### Input records ###

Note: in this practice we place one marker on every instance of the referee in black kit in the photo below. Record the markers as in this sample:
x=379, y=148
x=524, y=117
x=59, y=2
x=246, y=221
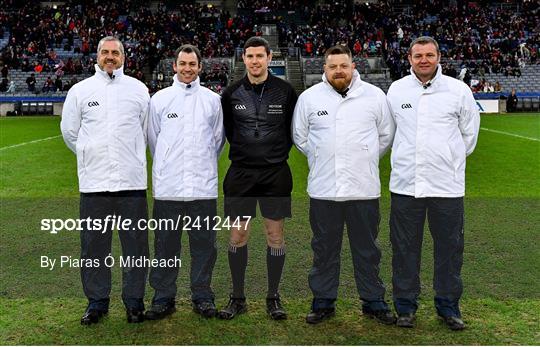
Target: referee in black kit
x=257, y=114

###

From the first line to the last, repeat the listing exactly and skip its images.

Note: in this practice we place one marker on every instance of the referee in black kit in the photo below. Record the markers as in this sample:
x=379, y=148
x=524, y=117
x=59, y=2
x=246, y=221
Target: referee in black kit
x=257, y=114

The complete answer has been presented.